RECORDS TO PROCESS:
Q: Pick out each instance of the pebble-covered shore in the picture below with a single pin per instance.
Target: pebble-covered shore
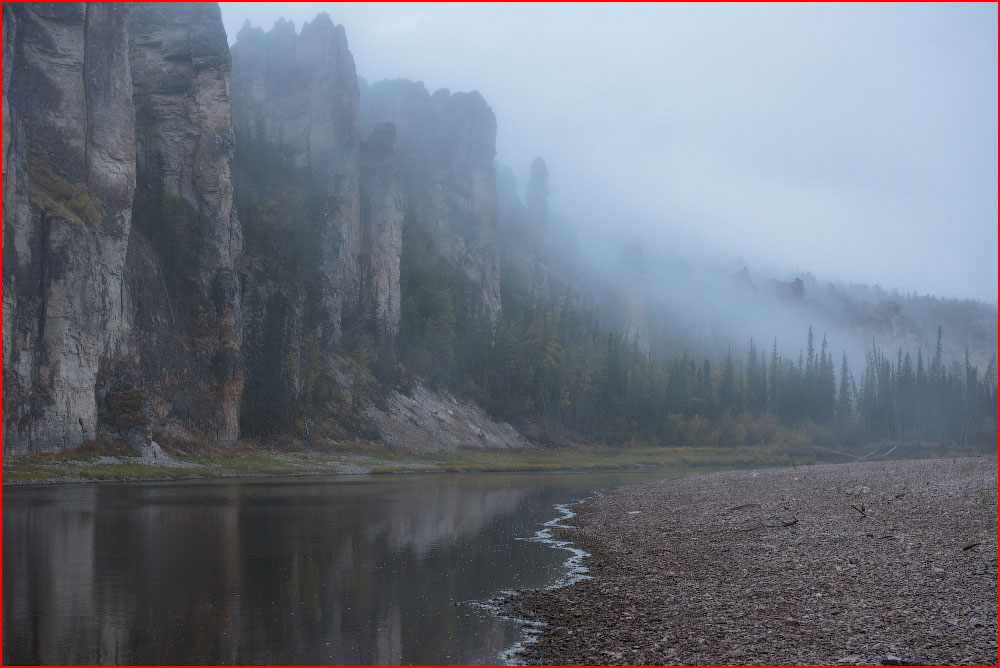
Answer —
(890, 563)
* * *
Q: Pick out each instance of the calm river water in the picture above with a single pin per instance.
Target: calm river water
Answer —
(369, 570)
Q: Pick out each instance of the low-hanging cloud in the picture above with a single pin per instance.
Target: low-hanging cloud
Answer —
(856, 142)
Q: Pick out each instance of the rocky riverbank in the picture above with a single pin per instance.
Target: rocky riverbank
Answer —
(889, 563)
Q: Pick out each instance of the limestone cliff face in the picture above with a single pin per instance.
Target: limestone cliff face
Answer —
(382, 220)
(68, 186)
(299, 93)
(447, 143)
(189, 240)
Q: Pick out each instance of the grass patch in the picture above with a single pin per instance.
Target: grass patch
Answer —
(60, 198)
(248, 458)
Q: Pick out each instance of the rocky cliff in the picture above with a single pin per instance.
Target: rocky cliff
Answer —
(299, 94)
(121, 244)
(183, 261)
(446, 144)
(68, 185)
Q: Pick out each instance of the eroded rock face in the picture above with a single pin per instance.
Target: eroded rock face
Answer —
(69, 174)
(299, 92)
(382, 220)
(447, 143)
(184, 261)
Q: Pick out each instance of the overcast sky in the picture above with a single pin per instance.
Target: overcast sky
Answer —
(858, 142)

ASSIGNMENT:
Your answer should be the lines above that contain the word "cloud", copied out.

EXERCISE SOLUTION:
Q: Pick out each instance of the low-hanging cloud in the picture above with a single pin per instance.
Target: low-hanging cloud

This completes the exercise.